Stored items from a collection

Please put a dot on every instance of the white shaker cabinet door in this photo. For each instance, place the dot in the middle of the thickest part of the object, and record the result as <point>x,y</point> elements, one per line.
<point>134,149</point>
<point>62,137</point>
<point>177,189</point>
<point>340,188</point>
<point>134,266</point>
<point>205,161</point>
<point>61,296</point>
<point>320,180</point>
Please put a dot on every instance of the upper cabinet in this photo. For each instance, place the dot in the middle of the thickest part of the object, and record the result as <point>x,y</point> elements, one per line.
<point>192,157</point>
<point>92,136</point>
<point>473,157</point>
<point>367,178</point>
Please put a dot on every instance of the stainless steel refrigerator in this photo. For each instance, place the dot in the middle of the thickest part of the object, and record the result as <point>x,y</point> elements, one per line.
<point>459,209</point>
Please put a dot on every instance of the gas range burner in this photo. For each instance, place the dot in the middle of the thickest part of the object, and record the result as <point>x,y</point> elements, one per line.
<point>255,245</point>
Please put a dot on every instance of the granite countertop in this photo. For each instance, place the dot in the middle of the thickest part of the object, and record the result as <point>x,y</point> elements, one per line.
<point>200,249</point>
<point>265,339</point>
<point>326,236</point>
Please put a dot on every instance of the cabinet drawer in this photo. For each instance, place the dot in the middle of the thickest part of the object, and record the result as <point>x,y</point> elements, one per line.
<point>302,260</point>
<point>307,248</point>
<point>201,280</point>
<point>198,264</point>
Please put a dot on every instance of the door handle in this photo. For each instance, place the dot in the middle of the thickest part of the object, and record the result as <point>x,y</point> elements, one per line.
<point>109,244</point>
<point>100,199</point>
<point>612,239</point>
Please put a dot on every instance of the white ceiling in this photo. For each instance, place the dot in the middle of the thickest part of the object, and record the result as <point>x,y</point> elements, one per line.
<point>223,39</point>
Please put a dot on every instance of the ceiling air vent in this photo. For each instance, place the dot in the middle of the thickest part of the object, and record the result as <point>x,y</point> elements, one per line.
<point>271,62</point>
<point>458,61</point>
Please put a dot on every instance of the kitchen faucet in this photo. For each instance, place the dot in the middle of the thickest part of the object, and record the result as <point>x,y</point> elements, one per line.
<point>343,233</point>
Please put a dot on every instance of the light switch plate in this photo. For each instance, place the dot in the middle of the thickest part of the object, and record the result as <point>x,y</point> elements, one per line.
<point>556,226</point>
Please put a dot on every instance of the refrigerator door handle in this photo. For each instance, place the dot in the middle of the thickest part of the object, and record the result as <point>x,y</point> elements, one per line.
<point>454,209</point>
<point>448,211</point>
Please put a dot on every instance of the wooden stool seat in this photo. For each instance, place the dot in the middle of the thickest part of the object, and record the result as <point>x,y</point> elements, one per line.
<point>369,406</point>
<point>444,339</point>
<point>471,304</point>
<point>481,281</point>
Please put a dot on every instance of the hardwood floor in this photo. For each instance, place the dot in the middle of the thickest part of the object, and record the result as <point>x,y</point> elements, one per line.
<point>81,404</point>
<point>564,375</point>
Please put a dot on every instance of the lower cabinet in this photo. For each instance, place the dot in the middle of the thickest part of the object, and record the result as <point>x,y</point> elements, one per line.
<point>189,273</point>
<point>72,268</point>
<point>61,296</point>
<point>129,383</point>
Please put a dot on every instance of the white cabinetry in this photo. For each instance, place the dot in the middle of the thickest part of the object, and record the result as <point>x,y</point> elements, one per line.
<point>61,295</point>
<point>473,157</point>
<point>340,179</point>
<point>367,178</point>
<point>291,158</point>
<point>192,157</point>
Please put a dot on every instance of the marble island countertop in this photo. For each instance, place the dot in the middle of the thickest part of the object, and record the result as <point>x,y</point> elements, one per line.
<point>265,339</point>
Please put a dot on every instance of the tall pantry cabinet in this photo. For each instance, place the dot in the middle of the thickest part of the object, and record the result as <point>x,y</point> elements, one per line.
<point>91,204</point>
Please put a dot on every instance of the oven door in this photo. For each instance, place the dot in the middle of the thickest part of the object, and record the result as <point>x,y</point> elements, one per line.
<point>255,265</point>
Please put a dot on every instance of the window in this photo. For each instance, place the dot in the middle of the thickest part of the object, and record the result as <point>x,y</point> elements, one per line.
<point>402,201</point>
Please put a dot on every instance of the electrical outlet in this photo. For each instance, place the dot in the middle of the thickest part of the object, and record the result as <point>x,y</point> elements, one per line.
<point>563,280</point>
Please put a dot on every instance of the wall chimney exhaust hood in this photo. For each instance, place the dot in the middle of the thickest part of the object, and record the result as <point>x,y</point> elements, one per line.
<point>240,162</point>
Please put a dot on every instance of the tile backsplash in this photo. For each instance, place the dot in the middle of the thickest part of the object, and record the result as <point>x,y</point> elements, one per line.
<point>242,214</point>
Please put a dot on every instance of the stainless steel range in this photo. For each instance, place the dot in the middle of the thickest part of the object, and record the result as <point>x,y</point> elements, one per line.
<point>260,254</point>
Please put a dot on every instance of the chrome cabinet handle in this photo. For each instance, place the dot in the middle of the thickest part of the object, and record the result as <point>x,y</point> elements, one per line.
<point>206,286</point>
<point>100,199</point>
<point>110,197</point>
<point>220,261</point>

What you need to do
Scale the part of the records that runs from the start through the line containing "<point>320,180</point>", both ends included, and write every line of it out again, with each point coordinate in the answers multiplied by 1.95 and rounded to the nearest whole number, halves rounded up.

Answer to the task
Please put a dot on every instance of the white shaker cabinet door in this photo. For each instance, place the dot in the middle of the thickest part of the object, and record the result as <point>x,y</point> elements, one per line.
<point>261,291</point>
<point>121,267</point>
<point>345,369</point>
<point>663,367</point>
<point>261,519</point>
<point>400,314</point>
<point>119,577</point>
<point>624,351</point>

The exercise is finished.